What this exercise asks =
[A] Please count the lines in the rows that contain the string "knee", treating case as significant, and give only the number.
[B] Write what comes after the final sentence of the piece on the Iraq and Afghanistan wars.

Excerpt =
>> start

The United States has declared that the Iraq war is “over” — or at least so far as U.S. troops in combat are concerned.
The idea is that we are winding down having U.S. troops in Iraq, to a little fewer than 50,000 — and that they are intended just to be helpers of the Iraqi troops, who now are supposed to bear the main burden of dealing with varied dissident elements.
We surely would be glad to be out of Iraq — if the result did not turn out to be a win for the enemies we have been fighting. We certainly don’t want them to take over in our wake.
We’ll have to wait awhile to find out whether we can eventually claim “success” in Iraq.
But what about Afghanistan?
We are still very much involved militarily there with no prospect of an end in sight. There are varied guerrilla attacks, murderous roadside bombs and entrenched elements killing both Afghans and U.S. troops.
A “win” in Iraq would mean just no more big fighting. What would a “win” in Afghanistan look like? Neither our political nor our military leaders are suggesting a satisfactory solution is at hand in Afghanistan.

>> end

Object pointing rows =

>> start

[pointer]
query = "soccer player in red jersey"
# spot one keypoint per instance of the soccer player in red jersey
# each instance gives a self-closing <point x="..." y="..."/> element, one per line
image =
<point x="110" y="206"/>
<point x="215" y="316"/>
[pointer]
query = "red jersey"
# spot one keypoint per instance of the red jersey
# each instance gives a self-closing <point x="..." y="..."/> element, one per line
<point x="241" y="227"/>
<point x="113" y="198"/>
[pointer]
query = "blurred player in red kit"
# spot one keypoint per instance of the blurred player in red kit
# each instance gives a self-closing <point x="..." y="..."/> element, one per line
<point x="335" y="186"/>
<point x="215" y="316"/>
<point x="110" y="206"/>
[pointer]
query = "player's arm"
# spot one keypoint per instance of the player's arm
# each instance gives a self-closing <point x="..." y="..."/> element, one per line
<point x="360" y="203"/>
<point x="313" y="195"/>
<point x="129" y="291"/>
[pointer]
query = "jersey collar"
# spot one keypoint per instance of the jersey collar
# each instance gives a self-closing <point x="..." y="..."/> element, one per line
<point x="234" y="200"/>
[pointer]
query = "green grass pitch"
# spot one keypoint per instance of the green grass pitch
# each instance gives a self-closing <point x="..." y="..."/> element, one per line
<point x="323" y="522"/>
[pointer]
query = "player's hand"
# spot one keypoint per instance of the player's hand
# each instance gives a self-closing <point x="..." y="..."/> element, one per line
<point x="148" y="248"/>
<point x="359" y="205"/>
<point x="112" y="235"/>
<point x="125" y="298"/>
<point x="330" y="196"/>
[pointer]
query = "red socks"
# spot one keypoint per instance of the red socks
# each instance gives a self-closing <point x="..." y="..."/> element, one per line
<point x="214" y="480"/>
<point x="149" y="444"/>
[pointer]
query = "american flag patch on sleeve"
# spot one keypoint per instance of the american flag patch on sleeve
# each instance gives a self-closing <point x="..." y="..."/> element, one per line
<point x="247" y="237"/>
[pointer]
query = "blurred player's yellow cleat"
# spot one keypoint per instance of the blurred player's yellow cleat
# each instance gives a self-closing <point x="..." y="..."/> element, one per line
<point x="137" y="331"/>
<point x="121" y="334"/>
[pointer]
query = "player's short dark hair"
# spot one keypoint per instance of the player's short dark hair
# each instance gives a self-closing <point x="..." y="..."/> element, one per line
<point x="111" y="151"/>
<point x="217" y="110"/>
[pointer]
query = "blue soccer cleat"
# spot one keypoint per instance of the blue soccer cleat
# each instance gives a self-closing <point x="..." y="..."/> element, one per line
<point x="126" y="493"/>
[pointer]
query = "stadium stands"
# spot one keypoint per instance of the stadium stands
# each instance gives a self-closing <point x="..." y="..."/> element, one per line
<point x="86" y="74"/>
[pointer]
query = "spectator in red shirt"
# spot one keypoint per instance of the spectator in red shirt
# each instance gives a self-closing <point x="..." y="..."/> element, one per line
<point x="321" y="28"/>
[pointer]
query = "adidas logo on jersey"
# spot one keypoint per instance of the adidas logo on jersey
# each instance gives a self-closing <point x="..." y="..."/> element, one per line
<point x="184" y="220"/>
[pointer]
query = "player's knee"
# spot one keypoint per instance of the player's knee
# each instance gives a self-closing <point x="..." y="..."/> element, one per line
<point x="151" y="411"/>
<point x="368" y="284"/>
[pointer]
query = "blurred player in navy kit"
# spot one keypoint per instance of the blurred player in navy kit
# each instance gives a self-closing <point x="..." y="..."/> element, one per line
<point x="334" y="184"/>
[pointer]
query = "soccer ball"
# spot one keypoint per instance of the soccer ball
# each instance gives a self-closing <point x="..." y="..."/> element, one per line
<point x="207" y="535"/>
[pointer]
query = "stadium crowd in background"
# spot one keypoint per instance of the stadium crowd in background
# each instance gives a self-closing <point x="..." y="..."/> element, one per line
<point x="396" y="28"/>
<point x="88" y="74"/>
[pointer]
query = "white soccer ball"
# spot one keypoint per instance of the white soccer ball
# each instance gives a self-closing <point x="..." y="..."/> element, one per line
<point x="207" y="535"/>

>> end

Task-by-task results =
[A] 2

[B]
How did we get involved there? The Soviet Union tried to take over Afghanistan — for many years — before the Russians finally gave up, after extensive losses, and pulled out. We got involved to keep the Russians from taking over, and we later invaded after the Taliban in Afghanistan harbored 9/11 terrorist Osama bin Laden. Now we are like the old story of “Br’er Rabbit and the Tar Baby.” We are “stuck” in a bad situation and can’t quite get loose.
So what is our strategy? What is our goal? When will our objective be achieved? What would it look like?
Most Americans don’t seem to know.
Our political leaders haven’t defined “victory” in Afghanistan. Our military forces are stuck there, like the Tar Baby.
Few people suggest what’s happening in Iraq is really a “satisfactory solution.” But nobody in high places seems to know what to do, how to do it, or whether we are willing to pay the price to do whatever it is we want to do in Afghanistan.
What would we call “victory”? Or is our goal just to “keep something worse from happening”?
Americans would like to hear some kind of answer.
In World War II, we knew what we had to accomplish. In the Korean War, we knew what we had to avoid. In the Vietnam War, we were there a long time with terrible losses and finally just backed out — and the Communist Vietnamese took over.
We understand why nobody seems to want to “define” our Iraqi policy — and we especially understand why nobody seems to want to try to “define” our Afghanistan objective.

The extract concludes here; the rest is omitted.